### PROBLEM STATEMENT
Rewrite everything from the line containing "snow surface |" through the end of the lines, changing "top-left corner" to "upper-left corner" and keeping all else the same.

[Extracted data entries]
____________

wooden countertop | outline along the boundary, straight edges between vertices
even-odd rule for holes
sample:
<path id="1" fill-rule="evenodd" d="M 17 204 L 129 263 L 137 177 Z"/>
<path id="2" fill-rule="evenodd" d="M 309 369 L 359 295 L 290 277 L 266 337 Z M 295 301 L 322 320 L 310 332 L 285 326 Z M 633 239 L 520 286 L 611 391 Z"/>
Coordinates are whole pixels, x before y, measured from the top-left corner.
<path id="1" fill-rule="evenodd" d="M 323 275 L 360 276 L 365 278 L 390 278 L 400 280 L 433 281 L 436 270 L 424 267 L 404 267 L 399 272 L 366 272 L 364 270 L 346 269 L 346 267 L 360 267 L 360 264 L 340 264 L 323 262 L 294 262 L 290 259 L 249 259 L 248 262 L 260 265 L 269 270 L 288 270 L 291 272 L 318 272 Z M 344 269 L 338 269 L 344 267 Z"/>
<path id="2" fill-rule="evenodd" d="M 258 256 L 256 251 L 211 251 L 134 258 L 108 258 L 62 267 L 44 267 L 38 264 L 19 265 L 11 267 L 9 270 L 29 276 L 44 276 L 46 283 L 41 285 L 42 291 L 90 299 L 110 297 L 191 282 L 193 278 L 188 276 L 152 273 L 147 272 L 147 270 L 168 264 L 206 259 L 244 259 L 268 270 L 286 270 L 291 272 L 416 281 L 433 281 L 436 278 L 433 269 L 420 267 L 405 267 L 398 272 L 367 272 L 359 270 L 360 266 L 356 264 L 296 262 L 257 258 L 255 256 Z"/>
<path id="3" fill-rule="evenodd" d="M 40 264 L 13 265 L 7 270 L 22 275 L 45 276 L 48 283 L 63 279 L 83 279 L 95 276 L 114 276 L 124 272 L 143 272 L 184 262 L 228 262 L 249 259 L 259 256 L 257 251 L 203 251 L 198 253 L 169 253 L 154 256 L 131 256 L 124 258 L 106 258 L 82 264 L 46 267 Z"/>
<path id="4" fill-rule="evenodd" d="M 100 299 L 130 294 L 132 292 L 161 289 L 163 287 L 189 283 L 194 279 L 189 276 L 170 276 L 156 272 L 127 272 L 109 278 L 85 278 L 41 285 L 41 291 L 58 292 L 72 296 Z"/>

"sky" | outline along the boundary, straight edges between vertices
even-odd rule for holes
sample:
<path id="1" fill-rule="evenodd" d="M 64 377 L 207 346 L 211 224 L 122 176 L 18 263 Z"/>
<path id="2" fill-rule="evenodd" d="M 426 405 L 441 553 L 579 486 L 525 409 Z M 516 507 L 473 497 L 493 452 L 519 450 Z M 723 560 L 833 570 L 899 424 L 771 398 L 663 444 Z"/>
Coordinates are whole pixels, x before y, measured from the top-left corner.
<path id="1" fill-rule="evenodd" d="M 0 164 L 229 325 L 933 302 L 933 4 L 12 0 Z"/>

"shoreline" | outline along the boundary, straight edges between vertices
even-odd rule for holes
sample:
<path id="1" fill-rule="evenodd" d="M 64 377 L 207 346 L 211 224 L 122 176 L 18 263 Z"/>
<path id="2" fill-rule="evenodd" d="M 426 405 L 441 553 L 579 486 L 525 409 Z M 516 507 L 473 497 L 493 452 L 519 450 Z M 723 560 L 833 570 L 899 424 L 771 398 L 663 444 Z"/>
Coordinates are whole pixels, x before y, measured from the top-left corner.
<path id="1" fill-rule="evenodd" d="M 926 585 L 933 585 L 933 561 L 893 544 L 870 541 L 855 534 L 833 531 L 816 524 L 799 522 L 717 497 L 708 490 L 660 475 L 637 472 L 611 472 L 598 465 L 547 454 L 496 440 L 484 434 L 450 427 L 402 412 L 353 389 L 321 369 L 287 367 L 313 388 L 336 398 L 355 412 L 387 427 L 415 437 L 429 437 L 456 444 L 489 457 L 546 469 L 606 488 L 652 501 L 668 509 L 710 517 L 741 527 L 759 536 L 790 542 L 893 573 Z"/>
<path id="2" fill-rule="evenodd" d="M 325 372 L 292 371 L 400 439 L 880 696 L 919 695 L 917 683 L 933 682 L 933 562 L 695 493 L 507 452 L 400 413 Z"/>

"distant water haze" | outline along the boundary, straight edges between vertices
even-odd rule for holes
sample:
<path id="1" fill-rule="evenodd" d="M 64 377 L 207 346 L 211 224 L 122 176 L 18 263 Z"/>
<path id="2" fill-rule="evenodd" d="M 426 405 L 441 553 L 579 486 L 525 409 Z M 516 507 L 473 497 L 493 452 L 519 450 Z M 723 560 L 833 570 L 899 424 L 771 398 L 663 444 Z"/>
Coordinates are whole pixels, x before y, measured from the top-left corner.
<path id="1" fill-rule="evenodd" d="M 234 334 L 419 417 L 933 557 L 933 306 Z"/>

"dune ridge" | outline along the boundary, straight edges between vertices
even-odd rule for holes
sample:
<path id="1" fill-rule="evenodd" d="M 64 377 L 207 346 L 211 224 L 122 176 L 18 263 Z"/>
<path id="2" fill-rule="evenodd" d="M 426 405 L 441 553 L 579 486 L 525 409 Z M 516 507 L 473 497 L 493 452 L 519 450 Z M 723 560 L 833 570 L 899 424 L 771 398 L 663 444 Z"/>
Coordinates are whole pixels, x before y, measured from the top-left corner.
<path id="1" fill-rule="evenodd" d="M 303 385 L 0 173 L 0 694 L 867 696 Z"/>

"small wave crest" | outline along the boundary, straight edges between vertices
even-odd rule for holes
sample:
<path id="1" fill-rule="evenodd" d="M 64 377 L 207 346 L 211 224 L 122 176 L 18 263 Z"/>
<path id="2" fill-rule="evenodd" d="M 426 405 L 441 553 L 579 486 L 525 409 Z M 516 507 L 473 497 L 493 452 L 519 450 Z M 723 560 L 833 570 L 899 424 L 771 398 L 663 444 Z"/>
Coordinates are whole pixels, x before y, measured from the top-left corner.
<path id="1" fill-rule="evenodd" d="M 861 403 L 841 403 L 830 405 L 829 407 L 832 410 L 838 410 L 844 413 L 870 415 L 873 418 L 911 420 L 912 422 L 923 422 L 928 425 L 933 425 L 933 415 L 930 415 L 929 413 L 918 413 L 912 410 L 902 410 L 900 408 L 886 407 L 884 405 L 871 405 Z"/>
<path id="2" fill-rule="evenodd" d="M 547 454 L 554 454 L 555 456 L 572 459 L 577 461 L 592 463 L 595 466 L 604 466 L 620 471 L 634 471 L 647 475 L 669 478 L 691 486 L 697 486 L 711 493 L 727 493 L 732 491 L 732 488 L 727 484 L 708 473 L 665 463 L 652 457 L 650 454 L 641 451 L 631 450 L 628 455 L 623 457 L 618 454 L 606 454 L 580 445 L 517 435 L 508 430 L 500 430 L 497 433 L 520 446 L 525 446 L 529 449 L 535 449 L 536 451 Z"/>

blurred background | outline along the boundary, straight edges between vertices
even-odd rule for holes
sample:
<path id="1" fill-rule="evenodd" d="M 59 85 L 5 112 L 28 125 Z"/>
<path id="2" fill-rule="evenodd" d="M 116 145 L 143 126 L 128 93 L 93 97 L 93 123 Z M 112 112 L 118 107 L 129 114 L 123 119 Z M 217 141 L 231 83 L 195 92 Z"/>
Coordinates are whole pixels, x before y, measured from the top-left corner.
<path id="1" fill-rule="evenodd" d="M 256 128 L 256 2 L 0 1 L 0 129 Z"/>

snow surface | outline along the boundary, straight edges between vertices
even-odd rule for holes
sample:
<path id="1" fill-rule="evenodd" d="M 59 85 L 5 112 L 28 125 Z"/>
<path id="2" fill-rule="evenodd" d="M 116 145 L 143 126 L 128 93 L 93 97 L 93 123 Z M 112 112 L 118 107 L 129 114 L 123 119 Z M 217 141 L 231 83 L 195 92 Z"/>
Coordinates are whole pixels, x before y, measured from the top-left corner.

____________

### RESPONSE TO THIS EXERCISE
snow surface | outline along the boundary, straight edges between vertices
even-odd rule for holes
sample:
<path id="1" fill-rule="evenodd" d="M 59 85 L 5 112 L 28 125 Z"/>
<path id="2" fill-rule="evenodd" d="M 116 145 L 143 126 L 128 93 L 93 97 L 93 123 Z M 112 112 L 118 107 L 129 114 L 123 119 Z M 217 141 L 231 83 L 195 92 Z"/>
Coordinates are whole pixels, x before y, measured from the upper-left corner.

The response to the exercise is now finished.